__СУТЬ ЗАДАНИЯ__
a: Продублируйте без изменений фрагмент текста о коврах, начиная со слов «Расправа с моими» и заканчивая словами «Я прочел ковер...».
b: Продолжите текст о коврах, начав сразу после его последнего предложения.

##### ТЕКСТ ДЛЯ ЧТЕНИЯ

Расправа с моими коврами шла к концу. Но все это было только началом, разведкой боем.

 

— Ну, а теперь, если хочешь, развязывай наш сверток, мы немножко выпьем, и я расскажу тебе, как обратились ко мне эмиссары одного царствующего дома в Европе с просьбой заказать мастерам Ушака ковер. Ковер — подарок новому принцу Уэльскому в честь его коронации... И как Саади-Ходжа. этот чародей ковроплетения, изготовил ковер ненависти. Если бы в Англии нашелся человек, умеющий его прочесть, он пришел бы в ужас. Да, старик, этот ковер был книгой преступлений Англии на Востоке. Его иероглифы сводило болью. Традиционные линии нарядного узора ломала печаль. И то была книга судеб Британской империй, прогноз ее будущего, видение распада. Слушай, как будто бы Маркс ткал этот ковер. «Мене, текел, фарес» — слова рока горели на ковре. Я прочел ковер...



 

В блеске метафор, в голубом дыму воображения вводил Павленко в прорыв танковый корпус своего рассказа...

##########
##### ИСХОДНЫЕ ДАННЫЕ

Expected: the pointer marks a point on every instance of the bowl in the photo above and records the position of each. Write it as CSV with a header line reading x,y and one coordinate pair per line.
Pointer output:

##########

__ОТВЕТЫ К ЗАДАНИЮ__
a:
Расправа с моими коврами шла к концу. Но все это было только началом, разведкой боем.

 

— Ну, а теперь, если хочешь, развязывай наш сверток, мы немножко выпьем, и я расскажу тебе, как обратились ко мне эмиссары одного царствующего дома в Европе с просьбой заказать мастерам Ушака ковер. Ковер — подарок новому принцу Уэльскому в честь его коронации... И как Саади-Ходжа. этот чародей ковроплетения, изготовил ковер ненависти. Если бы в Англии нашелся человек, умеющий его прочесть, он пришел бы в ужас. Да, старик, этот ковер был книгой преступлений Англии на Востоке. Его иероглифы сводило болью. Традиционные линии нарядного узора ломала печаль. И то была книга судеб Британской империй, прогноз ее будущего, видение распада. Слушай, как будто бы Маркс ткал этот ковер. «Мене, текел, фарес» — слова рока горели на ковре. Я прочел ковер...

b:
 

Кто-то позвонил по телефону. Мы отвлеклись. А потом заговорили о злобе дня, заспорили. А когда вернулись к рассказу, не было уже ни принца Уэльского, ни Британской империи, ни ковра из Ушака.

 

Был другой ковер, хоросанский. Он висел в опочивальне томной и грустной красавицы — дочери шейха Кувейта. Стоил он баснословно дорого, и перед тем как выложить за него круглую сумму, шейх обратился к эффенди Павленко за экспертизой. Тот оценил ковер, но умолчал об его почти мистической способности погружать душу в омут игры и легкомыслия, увлекать на поиск перемен, вызывать капризы и прихоти у тех, кому суждено было подолгу оставаться с ним наедине.

 

— С кем с ним? — озадаченно спросил я.

 

— С ковром, конечно, с кем же еще? — удивился Павленко и быстро развернул веерком ладошку.

 

— Ну, так, — поспешно согласился я. — Жми дальше.

 

— В общем, для шейха дело кончилось плохо. Через год темной душной ночью томная красавица сбежала из дворца. Нырнула в воды Аравийского моря и вынырнула где-то на берегах Балтики. Она сделала карьеру в лучшем мюзик-холле гамбургского Репербана, а потом снималась в рекламных фильмах шведской фирмы «Жилетт», клятвенно уверяя, что не может поцеловать мужчину, если он бреется лезвием другой марки.

 

— Почему же ты не предупредил шейха об опасности? Это нехорошо с твоей стороны.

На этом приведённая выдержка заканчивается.